**Teks yang Diberikan**
--*--

JAKARTA, KOMPAS- Mekanisme penyelesaian sengketa elektoral selama ini belum selaras sehingga upaya penyelesaian sengketa pilkada dan pemilu kerap menimbulkan persoalan. Problem hukum dalam pilkada dan pemilu terus berkembang dan acap kali tidak dibarengi dengan mekanisme penyelesaian yang jelas.
Salah satu contoh ketidakselarasan dalam mekanisme penyelesaian sengketa elektoral antara lain terkait lembaga mana yang berwenang mengadili.
”Kalau dalam pikada, sengketa pilkada diselesaikan di Pengadilan Tinggi Tata Usaha Negara (PT TUN), sedangkan kalau pemilu diselesaikan di Pengadilan Tata Usaha Negara (PTUN). Kenapa bisa ada dua lembaga pengadil yang berbeda untuk dua mekanisme elektoral yang sebenarnya serupa,” kata ahli hukum tata negara, Refly Harun, Selasa (20/3).
Refly Harun berbicara dalam seminar ”Penegakan Hukum terhadap Tindak Pidana dan Pelanggaran Administrasi Pemilihan untuk Mengawal Demokrasi yang Sehat,” yang diselenggarakan Ikatan Hakim Indonesia (Ikahi), di Jakarta. Selain Refly Harun, hadir sebagai pembicara anggota Komisi Pemilihan Umum Pramono Tanthowi, Wakil Ketua Komisi Pemberantasan Korupsi (KPK) Saut Situmorang, Ketua Kamar TUN Mahkamah Agung (MA) Supandi, Wakil Ketua DPR Fahri Hamzah, dan Direktur Eksekutif Indikator Politik Indonesia Burhanuddin Muhtadi.
Apabila lembaga yang berwenang menangani sengketa berbeda, pilkada dan pemilu sama-sama menggunakan infrastruktur elektoral yang sama. Penyelenggaranya adalah KPU dan Badan Pengawas Pemilu (Bawaslu).

--*--

**Data yang Diberikan**

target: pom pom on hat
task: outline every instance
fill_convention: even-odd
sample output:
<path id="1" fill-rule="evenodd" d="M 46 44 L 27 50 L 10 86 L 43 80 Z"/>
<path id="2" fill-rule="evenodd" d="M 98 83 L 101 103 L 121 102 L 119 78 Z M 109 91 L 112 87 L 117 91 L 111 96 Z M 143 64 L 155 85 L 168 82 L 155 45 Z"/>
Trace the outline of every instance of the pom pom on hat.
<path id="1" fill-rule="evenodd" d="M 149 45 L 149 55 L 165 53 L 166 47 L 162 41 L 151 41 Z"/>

--*--

**Tugas Anda**
Salin kembali seluruh berita tentang sengketa pilkada dan pemilu di atas tanpa mengubah satu kata pun.

**Jawaban**
JAKARTA, KOMPAS- Mekanisme penyelesaian sengketa elektoral selama ini belum selaras sehingga upaya penyelesaian sengketa pilkada dan pemilu kerap menimbulkan persoalan. Problem hukum dalam pilkada dan pemilu terus berkembang dan acap kali tidak dibarengi dengan mekanisme penyelesaian yang jelas.
Salah satu contoh ketidakselarasan dalam mekanisme penyelesaian sengketa elektoral antara lain terkait lembaga mana yang berwenang mengadili.
”Kalau dalam pikada, sengketa pilkada diselesaikan di Pengadilan Tinggi Tata Usaha Negara (PT TUN), sedangkan kalau pemilu diselesaikan di Pengadilan Tata Usaha Negara (PTUN). Kenapa bisa ada dua lembaga pengadil yang berbeda untuk dua mekanisme elektoral yang sebenarnya serupa,” kata ahli hukum tata negara, Refly Harun, Selasa (20/3).
Refly Harun berbicara dalam seminar ”Penegakan Hukum terhadap Tindak Pidana dan Pelanggaran Administrasi Pemilihan untuk Mengawal Demokrasi yang Sehat,” yang diselenggarakan Ikatan Hakim Indonesia (Ikahi), di Jakarta. Selain Refly Harun, hadir sebagai pembicara anggota Komisi Pemilihan Umum Pramono Tanthowi, Wakil Ketua Komisi Pemberantasan Korupsi (KPK) Saut Situmorang, Ketua Kamar TUN Mahkamah Agung (MA) Supandi, Wakil Ketua DPR Fahri Hamzah, dan Direktur Eksekutif Indikator Politik Indonesia Burhanuddin Muhtadi.
Apabila lembaga yang berwenang menangani sengketa berbeda, pilkada dan pemilu sama-sama menggunakan infrastruktur elektoral yang sama. Penyelenggaranya adalah KPU dan Badan Pengawas Pemilu (Bawaslu).